- _TEXTE EXTRAIT_

1378Le contrat est un accord de volonté, par lequel une ou plusieurs personnes s'obligent envers une ou plusieurs autres à exécuter une prestation.

1378A contract is an agreement of wills by which one or several persons obligate themselves to one or several other persons to perform a prestation.

 

[...]

[...]

 

1425. Dans l'interprétation du contrat, on doit rechercher quelle a été la commune intention des parties plutôt que de s'arrêter au sens littéral des termes utilisés.

1425. The common intention of the parties rather than adherence to the literal meaning of the words shall be sought in interpreting a contract.

 

 

1426. On tient compte, dans l'interprétation du contrat, de sa nature, des circonstances dans lesquelles il a été conclu, de l'interprétation que les parties lui ont déjà donnée ou qu'il peut avoir reçue, ainsi que des usages.

1426. In interpreting a contract, the nature of the contract, the circumstances in which it was formed, the interpretation which has already been given to it by the parties or which it may have received, and usage, are all taken into account.

 

[...]

 

[...]

2085. Le contrat de travail est celui par lequel une personne, le salarié, s'oblige, pour un temps limité et moyennant rémunération, à effectuer un travail sous la direction ou le contrôle d'une autre personne, l'employeur.

2085. A contract of employment is a contract by which a person, the employee, undertakes for a limited period to do work for remuneration, according to the instructions and under the direction or control of another person, the employer

 

[...]

 

 

[...]

 

2098. Le contrat d'entreprise ou de service est celui par lequel une personne, selon le cas l'entrepreneur ou le prestataire de services, s'engage envers une autre personne, le client, à réaliser un ouvrage matériel ou intellectuel ou à fournir un service moyennant un prix que le client s'oblige à lui payer.

2098. A contract of enterprise or for services is a contract by which a person, the contractor or the provider of services, as the case may be, undertakes to carry out physical or intellectual work for another person, the client or to provide a service, for a price which the client binds himself to pay.

 

 

2099. L'entrepreneur ou le prestataire de services a le libre choix des moyens d'exécution du contrat et il n'existe entre lui et le client aucun lien de subordination quant à son exécution.

- _TRAVAIL DEMANDÉ_
Répondez à ces questions sur le texte extrait :
(a) D'après l'article 1425, que faut-il rechercher dans l'interprétation du contrat plutôt que le sens littéral des termes ?
(b) Quel nom l'article 2085 donne-t-il à la personne qui s'oblige à effectuer un travail sous la direction d'une autre ?
(c) Selon l'article 2099, qui a le libre choix des moyens d'exécution du contrat ?
La liste ci-dessous n'a aucun rôle ici.

- _LISTE FOURNIE_
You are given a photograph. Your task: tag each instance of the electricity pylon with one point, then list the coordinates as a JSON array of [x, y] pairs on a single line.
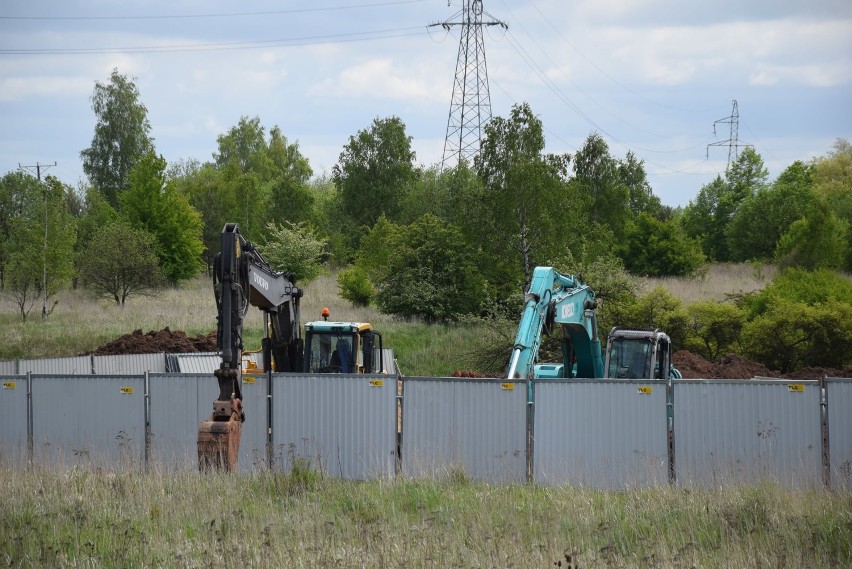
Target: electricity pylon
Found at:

- _RÉPONSE_
(a) La commune intention des parties.
(b) Le salarié.
(c) L'entrepreneur ou le prestataire de services.